=== Data excerpts ===
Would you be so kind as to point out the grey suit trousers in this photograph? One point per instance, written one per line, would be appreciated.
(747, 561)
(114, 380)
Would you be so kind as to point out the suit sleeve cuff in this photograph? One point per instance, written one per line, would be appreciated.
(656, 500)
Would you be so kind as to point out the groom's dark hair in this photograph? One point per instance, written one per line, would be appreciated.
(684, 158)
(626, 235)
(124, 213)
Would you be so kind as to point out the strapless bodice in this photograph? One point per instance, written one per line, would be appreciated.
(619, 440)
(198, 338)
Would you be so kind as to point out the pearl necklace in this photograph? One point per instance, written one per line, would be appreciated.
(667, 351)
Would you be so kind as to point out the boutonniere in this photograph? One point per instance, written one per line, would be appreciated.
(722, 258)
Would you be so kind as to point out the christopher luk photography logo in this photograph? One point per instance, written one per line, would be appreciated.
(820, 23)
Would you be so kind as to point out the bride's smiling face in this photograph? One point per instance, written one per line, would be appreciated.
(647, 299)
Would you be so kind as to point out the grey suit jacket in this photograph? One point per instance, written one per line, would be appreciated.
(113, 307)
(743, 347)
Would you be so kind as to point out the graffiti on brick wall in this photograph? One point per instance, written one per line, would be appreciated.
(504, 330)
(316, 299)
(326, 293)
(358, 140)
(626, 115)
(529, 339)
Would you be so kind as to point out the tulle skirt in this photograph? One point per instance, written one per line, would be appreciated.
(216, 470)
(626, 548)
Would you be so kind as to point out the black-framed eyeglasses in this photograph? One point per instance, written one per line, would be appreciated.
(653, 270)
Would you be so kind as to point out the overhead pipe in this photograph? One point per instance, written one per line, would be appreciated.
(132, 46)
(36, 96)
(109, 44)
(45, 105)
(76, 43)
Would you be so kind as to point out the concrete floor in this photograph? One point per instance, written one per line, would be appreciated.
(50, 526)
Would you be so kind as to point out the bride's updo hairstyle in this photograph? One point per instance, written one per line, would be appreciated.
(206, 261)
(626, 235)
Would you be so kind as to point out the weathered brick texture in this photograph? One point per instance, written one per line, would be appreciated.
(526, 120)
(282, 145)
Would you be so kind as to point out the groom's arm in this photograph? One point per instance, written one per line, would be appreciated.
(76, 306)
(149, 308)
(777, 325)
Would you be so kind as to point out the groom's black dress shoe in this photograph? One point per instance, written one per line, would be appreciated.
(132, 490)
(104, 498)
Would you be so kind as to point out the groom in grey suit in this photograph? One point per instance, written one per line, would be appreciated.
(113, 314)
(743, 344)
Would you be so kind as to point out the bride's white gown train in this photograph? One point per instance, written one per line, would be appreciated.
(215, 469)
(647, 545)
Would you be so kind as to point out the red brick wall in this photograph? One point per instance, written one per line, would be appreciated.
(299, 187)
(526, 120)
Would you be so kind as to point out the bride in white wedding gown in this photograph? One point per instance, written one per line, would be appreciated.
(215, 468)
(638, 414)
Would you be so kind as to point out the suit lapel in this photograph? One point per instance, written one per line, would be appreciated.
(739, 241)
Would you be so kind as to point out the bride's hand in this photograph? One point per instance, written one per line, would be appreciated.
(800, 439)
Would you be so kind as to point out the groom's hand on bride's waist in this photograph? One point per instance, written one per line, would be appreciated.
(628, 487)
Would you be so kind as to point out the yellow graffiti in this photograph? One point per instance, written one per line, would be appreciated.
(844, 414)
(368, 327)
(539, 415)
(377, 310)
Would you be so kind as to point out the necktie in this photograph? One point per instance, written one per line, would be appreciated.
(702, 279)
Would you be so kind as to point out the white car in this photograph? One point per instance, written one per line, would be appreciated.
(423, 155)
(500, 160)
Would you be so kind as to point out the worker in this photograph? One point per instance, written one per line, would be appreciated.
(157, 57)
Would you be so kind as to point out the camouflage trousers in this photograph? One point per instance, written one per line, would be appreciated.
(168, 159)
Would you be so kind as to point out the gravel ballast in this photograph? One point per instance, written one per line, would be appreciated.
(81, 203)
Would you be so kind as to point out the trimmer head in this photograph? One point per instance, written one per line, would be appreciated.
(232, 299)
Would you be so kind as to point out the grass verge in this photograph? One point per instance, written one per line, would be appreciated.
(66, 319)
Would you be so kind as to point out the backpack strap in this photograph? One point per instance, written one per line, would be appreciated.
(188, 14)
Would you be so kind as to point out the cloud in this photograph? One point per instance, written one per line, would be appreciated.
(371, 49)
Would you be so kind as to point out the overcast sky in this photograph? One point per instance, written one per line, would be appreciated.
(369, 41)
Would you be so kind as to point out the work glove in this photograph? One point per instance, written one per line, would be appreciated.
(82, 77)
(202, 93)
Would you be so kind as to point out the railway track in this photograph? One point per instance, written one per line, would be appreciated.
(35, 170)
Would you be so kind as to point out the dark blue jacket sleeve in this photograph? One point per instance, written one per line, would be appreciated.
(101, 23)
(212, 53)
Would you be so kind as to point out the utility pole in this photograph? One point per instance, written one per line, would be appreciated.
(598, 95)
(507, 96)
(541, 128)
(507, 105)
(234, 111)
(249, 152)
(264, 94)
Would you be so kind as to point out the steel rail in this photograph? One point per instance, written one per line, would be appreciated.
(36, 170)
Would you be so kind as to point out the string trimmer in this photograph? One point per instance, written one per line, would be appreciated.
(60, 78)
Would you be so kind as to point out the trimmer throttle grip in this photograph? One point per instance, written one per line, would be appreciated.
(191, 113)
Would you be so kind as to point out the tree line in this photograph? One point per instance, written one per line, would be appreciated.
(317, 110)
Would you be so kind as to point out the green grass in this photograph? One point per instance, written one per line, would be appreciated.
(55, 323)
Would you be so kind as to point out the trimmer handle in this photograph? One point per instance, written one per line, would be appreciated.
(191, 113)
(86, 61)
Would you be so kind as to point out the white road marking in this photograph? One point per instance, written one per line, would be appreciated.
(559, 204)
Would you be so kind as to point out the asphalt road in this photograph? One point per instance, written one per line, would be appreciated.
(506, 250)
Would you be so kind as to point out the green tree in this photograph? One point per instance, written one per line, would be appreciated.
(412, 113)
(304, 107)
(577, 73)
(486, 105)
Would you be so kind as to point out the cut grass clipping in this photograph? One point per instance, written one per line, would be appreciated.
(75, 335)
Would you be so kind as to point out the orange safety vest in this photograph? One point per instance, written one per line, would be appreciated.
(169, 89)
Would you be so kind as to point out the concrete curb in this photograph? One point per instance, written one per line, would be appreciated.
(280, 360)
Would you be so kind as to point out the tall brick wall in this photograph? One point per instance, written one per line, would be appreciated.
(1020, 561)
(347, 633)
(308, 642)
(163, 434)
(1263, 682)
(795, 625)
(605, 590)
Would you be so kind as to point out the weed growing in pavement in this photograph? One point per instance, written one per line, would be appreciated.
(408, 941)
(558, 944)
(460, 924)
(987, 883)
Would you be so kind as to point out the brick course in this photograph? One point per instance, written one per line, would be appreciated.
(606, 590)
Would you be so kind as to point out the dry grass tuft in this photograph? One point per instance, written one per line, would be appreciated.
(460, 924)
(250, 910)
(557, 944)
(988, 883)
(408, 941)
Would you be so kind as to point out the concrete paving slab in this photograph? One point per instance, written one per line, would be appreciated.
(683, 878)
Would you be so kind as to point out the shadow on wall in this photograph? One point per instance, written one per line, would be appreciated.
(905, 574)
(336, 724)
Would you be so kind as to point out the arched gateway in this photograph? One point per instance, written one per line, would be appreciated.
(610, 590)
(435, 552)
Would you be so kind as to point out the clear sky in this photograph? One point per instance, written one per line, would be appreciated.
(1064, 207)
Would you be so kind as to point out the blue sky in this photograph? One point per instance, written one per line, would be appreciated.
===
### Aim:
Copy each record from above without leaving any out.

### Answer:
Would you be so kind as to point out the grey suit trousers in this photograph? One point per instance, written one per line, would be appreciated.
(747, 561)
(114, 380)
Would you be so kind as to point out the suit sleeve cuff in this photograph? One point per instance, written one per line, would be appreciated.
(656, 500)
Would you be so kind as to point out the groom's dark hair in this photograph? One point per instance, written one per line, would be appreciated.
(684, 158)
(626, 235)
(124, 213)
Would you be so kind as to point out the strapless bodice in this photograph? One point per instance, written one per line, would be appreciated.
(619, 440)
(198, 338)
Would you be so kind as to point out the pearl necklace in this photograph? One point per instance, written one per line, would be appreciated.
(667, 351)
Would you be so kind as to point out the boutonniere in this photograph? One point per instance, written one per line, would be appreciated.
(722, 258)
Would you be so kind as to point out the christopher luk photography logo in this photograph? One point per instance, written one per line, would be appreciated.
(820, 23)
Would you be so kind as to point out the bride's smiling face in this photograph? One point per instance, written one per line, would be appreciated.
(647, 299)
Would you be so kind as to point out the grey suit jacket in this photograph? One point per instance, written one per line, would be appreciated.
(113, 307)
(743, 347)
Would you be so kind as to point out the graffiti on brick wall in this photograph? One point per instance, written one per line, would be appreciated.
(504, 330)
(316, 299)
(326, 293)
(358, 140)
(626, 115)
(529, 339)
Would you be so kind as to point out the tulle skirt in this photograph? One point per instance, written one per line, would be appreciated.
(216, 470)
(626, 548)
Would you be so kind as to point out the black-framed eyeglasses in this photograph? One point per instance, written one per line, would be appreciated.
(653, 270)
Would you be so kind as to point out the overhead pipe in this photograph? One point per instance, written one per line, would be appreciated.
(132, 46)
(36, 96)
(109, 44)
(45, 105)
(76, 43)
Would you be so kind as to point out the concrete floor in this photograph? One point per instance, written one per line, would be appreciated.
(50, 526)
Would you be so kind as to point out the bride's updo hairstyle in this photograph? One point per instance, written one per line, would be appreciated.
(206, 261)
(626, 235)
Would you be so kind as to point out the weathered brick texture in this photograph? One point per instance, written one per line, would be appreciated.
(526, 120)
(282, 145)
Would you be so kind as to point out the groom's arm in this photograph? One point per instance, written one per line, would be appreciated.
(76, 306)
(149, 308)
(777, 325)
Would you be so kind as to point out the groom's black dress shoe in this photograph? One point per instance, written one per line, would be appreciated.
(132, 490)
(104, 498)
Would you be so kind as to point out the groom in grey suit in this photograph? One point per instance, written one per line, would be appreciated.
(113, 314)
(743, 344)
Would you be so kind as to point out the bride's white gown train in this photograph? One point per instance, written one per line, would be appreciated.
(215, 469)
(647, 545)
Would you be so kind as to point out the red brick wall in this photograph? One point per instance, written one per line, would be appreciated.
(299, 187)
(526, 120)
Would you be so kind as to point out the bride in white wedding gown in this photograph? One point per instance, written one per line, would be appreciated.
(215, 468)
(638, 414)
Would you be so kind as to point out the suit lapel in this photograph? One point per instance, written one per line, would be appreciated.
(739, 241)
Would you be so kind as to point out the bride's hand in this photograph? One point per instance, written one per line, would be appreciated.
(800, 439)
Would you be so kind as to point out the groom's hand on bride's waist in this photograph? One point per instance, written one per line, would be appreciated.
(628, 487)
Would you be so kind as to point out the yellow graffiti in this photograph? One point per instance, written one per line, would be appreciated.
(844, 414)
(368, 327)
(539, 415)
(377, 310)
Would you be so kind as to point out the necktie in this photograph? One point per instance, written one per line, would be appreciated.
(702, 279)
Would you be so kind as to point out the white car in this photograph? One point per instance, written one per line, would be appreciated.
(423, 155)
(500, 160)
Would you be so kind as to point out the worker in this photograph? One point per instance, written one per line, would be appreciated.
(157, 57)
Would you be so kind as to point out the camouflage trousers in this photograph? One point per instance, written one per line, would be appreciated.
(168, 159)
Would you be so kind as to point out the gravel ballast in this photograph? One point per instance, written one per line, would be appreciated.
(81, 203)
Would you be so kind as to point out the trimmer head in this photograph? One point per instance, written one per line, would be appreciated.
(232, 299)
Would you be so kind as to point out the grass verge in this photograph? One point per instance, written one per line, would be appreciated.
(66, 319)
Would you be so kind as to point out the backpack strap in this photograph? One point per instance, written one per line, would be appreciated.
(188, 14)
Would you be so kind as to point out the cloud in this photograph? One point per instance, written one per line, would be appreciated.
(371, 49)
Would you be so kind as to point out the overcast sky in this photograph? One point per instance, written one per line, would be appreciated.
(369, 41)
Would you be so kind as to point out the work glove in this photograph? One point per instance, written one per line, would be appreciated.
(82, 77)
(202, 93)
Would you be so kind as to point out the railway track in this photograph? One point per instance, written one per line, would be appreciated.
(35, 170)
Would you be so kind as to point out the dark blue jacket sleeve in this photograph? One point per instance, written one per line, would be appreciated.
(101, 23)
(212, 53)
Would you be so kind as to point out the utility pole in this photograph? One point per instance, written one per line, would be appreciated.
(598, 95)
(507, 96)
(541, 128)
(507, 105)
(234, 111)
(249, 152)
(264, 94)
Would you be so kind as to point out the steel rail in this photograph? One point per instance, written one per line, would be appreciated.
(36, 170)
Would you be so kind as to point out the string trimmer in this photograph? One point per instance, written one per line, would be appreciated.
(60, 78)
Would you be so kind as to point out the trimmer throttle grip in this photograph? One point per instance, written one per line, would be appreciated.
(191, 113)
Would you be so kind as to point out the tree line in this photograph? One point per instance, written one per line, would be appreciated.
(317, 110)
Would you be so kind as to point out the green grass in this photograph? One point per instance, written one per line, would be appreciated.
(55, 323)
Would you be so kind as to point out the trimmer handle in this photograph? One point per instance, written one per line, would be appreciated.
(191, 113)
(86, 61)
Would you be so kind as to point out the white road marking in this photograph? One point per instance, written one per line, would be appreciated.
(559, 204)
Would you be so kind as to point out the asphalt road in this photograph? One point per instance, written one per line, would be appreciated.
(506, 250)
Would you be so kind as to point out the green tree in this photograph? One point per instance, written one per line, would be appreciated.
(412, 113)
(304, 107)
(577, 73)
(486, 105)
Would you be so kind as to point out the cut grass clipping in this photograph? One point per instance, written one per line, would be appreciated.
(75, 335)
Would you be so kind as to point out the orange safety vest in this photograph? One point per instance, written one per line, would be appreciated.
(169, 89)
Would you be so kind as to point out the concrete curb in this photograph? One point per instance, written one per line, would be appreciated.
(280, 360)
Would you be so kind as to point out the tall brick wall in this photograph? One point per instance, written one per line, would be appreciated.
(1020, 561)
(347, 633)
(308, 642)
(163, 434)
(1263, 682)
(795, 625)
(605, 590)
Would you be so kind as to point out the weed growing in pavement in this photograph? One point per instance, written one per line, would be appreciated.
(408, 941)
(558, 944)
(460, 924)
(987, 883)
Would you be so kind as to point out the brick course in this photograph? One point per instance, written one per line, would be appreciated.
(606, 590)
Would you be so kind as to point out the dry grass tuft in this photograph? One point per instance, written one per line, would be appreciated.
(460, 924)
(250, 910)
(557, 944)
(988, 883)
(408, 941)
Would you be so kind as to point out the concrete paving slab in this photograph? One point per instance, written one per line, would be appreciated.
(683, 878)
Would you be so kind as to point out the shadow on wall in this photograph? One point per instance, written one per line, would be appreciated.
(905, 574)
(336, 724)
Would you be so kind as to point out the arched gateway in this photograph? One point per instance, written one per line, would be appreciated.
(610, 590)
(435, 552)
Would you be so kind as to point out the clear sky in this photograph? One point per instance, written one per line, would be appreciated.
(1064, 207)
Would you be so kind as to point out the blue sky in this photograph? One point per instance, written one per line, would be appreciated.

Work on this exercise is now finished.